YOUR OBJECTIVE.
Reproduce the data below word for word, from the line that contains "the motorcycle rear wheel" through the last line of the data, with both of those lines included.

Records from a point labeling set:
━━━━━━

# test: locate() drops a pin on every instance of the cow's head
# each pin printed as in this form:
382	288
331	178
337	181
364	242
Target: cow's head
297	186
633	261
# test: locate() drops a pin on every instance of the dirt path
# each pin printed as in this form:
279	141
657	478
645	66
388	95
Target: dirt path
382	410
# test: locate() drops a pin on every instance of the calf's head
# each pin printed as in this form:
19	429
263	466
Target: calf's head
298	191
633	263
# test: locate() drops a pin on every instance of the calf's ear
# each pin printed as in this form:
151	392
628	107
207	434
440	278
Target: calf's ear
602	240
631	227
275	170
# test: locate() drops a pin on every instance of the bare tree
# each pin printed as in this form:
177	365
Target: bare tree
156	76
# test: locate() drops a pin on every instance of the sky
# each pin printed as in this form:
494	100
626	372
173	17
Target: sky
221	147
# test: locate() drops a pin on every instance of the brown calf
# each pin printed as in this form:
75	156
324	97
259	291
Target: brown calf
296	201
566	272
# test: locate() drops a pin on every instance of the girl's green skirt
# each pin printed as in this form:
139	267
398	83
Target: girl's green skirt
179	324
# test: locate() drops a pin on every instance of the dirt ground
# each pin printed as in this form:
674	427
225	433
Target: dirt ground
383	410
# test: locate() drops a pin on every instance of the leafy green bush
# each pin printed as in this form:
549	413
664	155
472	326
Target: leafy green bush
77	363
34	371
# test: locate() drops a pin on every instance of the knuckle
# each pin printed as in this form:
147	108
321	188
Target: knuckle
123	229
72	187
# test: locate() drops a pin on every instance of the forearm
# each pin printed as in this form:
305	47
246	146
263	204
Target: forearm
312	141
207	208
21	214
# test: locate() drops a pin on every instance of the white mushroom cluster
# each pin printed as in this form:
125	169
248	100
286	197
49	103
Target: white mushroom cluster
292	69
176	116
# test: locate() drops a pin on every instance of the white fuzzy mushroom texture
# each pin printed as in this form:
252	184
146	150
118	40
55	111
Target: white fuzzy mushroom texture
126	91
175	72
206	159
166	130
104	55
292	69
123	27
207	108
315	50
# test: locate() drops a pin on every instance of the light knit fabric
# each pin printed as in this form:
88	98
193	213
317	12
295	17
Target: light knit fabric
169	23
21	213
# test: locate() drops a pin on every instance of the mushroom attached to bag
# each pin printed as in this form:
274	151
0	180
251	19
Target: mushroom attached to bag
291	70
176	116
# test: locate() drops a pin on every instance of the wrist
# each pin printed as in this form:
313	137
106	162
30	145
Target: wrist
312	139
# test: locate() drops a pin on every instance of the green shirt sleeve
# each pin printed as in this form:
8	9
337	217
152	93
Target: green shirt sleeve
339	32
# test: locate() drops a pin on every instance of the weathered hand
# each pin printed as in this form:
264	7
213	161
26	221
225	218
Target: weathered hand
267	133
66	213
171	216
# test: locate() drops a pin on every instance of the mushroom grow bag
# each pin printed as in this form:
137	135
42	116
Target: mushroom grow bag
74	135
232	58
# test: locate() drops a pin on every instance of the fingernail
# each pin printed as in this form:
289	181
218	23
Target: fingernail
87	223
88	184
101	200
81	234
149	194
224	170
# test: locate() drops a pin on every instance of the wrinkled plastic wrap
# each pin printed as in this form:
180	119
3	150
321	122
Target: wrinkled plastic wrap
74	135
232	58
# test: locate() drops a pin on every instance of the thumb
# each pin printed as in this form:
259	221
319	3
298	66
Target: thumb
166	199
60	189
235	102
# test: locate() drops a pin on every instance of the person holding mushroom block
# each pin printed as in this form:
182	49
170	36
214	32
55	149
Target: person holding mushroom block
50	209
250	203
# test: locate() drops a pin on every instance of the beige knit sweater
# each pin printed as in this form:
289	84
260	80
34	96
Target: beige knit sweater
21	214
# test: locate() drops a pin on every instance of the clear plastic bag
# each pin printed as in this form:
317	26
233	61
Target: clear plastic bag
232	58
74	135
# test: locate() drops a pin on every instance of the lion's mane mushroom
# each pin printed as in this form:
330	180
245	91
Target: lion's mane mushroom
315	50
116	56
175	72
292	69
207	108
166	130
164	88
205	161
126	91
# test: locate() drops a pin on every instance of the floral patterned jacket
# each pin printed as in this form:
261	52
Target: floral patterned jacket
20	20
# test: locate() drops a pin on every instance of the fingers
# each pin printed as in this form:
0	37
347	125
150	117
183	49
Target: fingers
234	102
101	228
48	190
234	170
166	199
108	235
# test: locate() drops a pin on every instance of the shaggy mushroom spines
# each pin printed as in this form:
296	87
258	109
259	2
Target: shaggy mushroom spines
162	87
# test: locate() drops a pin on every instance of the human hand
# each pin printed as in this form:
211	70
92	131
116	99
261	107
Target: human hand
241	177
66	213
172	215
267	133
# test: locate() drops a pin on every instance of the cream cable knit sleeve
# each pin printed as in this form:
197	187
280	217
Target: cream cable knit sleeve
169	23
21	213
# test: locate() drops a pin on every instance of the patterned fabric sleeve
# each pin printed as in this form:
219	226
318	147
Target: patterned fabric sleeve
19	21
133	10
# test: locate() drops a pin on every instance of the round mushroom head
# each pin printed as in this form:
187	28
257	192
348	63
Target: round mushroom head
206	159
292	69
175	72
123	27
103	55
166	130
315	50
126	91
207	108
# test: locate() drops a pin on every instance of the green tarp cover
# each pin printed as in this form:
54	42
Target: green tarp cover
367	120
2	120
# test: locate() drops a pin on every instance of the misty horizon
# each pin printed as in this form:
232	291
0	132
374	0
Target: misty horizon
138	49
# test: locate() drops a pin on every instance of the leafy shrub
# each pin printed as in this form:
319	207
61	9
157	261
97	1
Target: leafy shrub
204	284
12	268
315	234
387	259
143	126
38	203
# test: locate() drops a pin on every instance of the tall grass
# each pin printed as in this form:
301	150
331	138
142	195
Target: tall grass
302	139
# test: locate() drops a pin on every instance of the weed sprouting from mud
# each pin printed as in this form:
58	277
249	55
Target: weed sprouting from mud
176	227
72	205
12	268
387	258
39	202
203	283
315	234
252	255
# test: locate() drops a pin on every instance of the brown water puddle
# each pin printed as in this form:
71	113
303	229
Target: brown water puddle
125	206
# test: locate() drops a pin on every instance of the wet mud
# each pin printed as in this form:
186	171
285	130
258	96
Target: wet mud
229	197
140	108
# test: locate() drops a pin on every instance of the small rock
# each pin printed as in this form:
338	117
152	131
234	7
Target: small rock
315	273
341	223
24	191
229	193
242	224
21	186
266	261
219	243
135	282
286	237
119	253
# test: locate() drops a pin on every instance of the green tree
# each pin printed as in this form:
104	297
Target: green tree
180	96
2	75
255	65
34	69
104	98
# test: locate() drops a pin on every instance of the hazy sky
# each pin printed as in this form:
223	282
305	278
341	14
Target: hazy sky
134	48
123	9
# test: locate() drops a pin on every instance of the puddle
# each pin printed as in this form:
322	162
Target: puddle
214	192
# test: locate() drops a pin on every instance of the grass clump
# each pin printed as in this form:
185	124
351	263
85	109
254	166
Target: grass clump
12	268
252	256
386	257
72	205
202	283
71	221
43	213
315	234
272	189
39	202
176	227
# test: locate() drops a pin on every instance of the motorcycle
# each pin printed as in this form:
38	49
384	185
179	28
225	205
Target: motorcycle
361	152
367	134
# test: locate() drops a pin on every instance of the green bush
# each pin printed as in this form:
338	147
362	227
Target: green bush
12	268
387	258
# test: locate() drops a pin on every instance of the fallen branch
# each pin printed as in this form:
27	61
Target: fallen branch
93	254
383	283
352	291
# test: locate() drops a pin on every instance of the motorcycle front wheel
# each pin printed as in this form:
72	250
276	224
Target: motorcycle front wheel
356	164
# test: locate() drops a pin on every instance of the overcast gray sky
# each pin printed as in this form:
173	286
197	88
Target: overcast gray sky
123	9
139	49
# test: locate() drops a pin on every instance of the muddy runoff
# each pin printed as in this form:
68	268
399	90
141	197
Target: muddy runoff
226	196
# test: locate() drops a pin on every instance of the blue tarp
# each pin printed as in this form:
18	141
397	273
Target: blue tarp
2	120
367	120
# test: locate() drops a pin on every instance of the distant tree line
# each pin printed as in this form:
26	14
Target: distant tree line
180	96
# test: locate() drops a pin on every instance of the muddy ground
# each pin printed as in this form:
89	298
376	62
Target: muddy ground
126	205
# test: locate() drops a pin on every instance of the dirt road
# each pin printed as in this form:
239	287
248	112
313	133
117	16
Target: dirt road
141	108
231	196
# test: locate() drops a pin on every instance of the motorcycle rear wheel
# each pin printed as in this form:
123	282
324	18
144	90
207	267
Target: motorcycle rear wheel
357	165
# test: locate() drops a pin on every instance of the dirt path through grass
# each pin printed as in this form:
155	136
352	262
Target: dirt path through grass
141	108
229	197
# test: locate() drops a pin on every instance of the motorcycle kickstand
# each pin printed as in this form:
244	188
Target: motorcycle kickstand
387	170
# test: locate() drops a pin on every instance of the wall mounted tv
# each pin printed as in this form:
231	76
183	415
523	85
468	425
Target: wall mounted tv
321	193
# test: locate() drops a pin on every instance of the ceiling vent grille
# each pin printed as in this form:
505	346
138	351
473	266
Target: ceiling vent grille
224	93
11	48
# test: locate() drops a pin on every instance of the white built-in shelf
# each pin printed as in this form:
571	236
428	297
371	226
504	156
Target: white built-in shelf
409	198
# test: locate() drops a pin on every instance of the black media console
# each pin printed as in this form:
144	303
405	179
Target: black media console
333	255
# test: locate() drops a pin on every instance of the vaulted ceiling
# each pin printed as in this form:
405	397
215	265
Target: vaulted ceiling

━━━━━━

ANSWER FOR THIS EXERCISE.
# test: locate() drops a pin on every instance of the motorcycle rear wheel
# each pin printed as in this form:
123	282
324	18
144	90
207	267
Target: motorcycle rear wheel
357	165
# test: locate() drops a pin on every instance of the dirt path through grass
# each pin printed as in this form:
155	136
352	262
Target: dirt path through grass
141	108
229	197
# test: locate() drops a pin on every instance of the motorcycle kickstand
# each pin printed as in this form:
244	188
Target: motorcycle kickstand
387	170
# test: locate() drops a pin on every instance of the wall mounted tv
# each pin printed as in this form:
231	76
183	415
523	85
468	425
Target: wall mounted tv
321	193
# test: locate() drops a pin on every instance of the ceiling vent grille
# each pin printed as in this form:
505	346
138	351
473	266
Target: ceiling vent grille
224	93
11	48
# test: locate() drops a pin on every instance of the white built-in shelf
# each pin printed as in this form:
571	236
428	297
371	226
504	156
Target: white built-in shelf
409	198
# test: locate() drops a pin on every instance of the black media console
# each pin printed as in this form:
144	303
405	179
Target: black media console
333	255
# test: locate() drops a pin on every instance of the vaulted ceiling
# each pin printed as in this form:
405	397
215	265
Target: vaulted ceiling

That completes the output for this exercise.